REQUIRED ACTION:
Where the string "writing" occurs in a line of the entries below, copy that line.

EXTRACTED DATA below:

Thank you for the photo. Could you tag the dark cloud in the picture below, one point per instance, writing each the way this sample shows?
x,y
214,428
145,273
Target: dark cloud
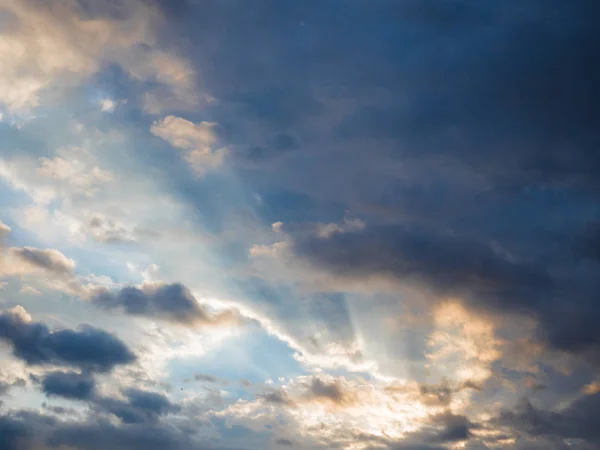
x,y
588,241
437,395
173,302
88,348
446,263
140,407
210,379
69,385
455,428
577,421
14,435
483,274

End of EXTRACTED DATA.
EXTRACTED DATA below:

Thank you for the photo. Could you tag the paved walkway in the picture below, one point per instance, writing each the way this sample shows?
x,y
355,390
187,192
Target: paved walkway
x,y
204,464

End of EXTRACTED DATA.
EXTRACTED DATA below:

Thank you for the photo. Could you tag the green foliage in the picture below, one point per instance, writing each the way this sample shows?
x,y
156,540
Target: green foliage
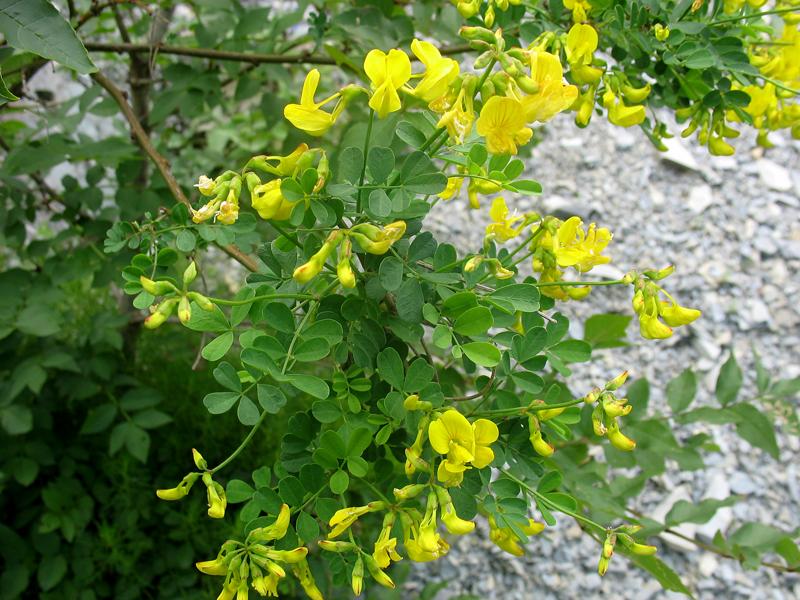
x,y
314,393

End of EXTRACTED DATA.

RESPONSE:
Thank you for the photo. Could you tag the dark cloud in the picture below, one point per instance, writing each the way this sample shows?
Thank you for the photo. Could you tag the paved walkway in the picture below, one point per instance, writing each the way this sample shows?
Thank you for the photo. Could you tag the green foliage in the picture below, one point per instance, writing each the way this sample shows?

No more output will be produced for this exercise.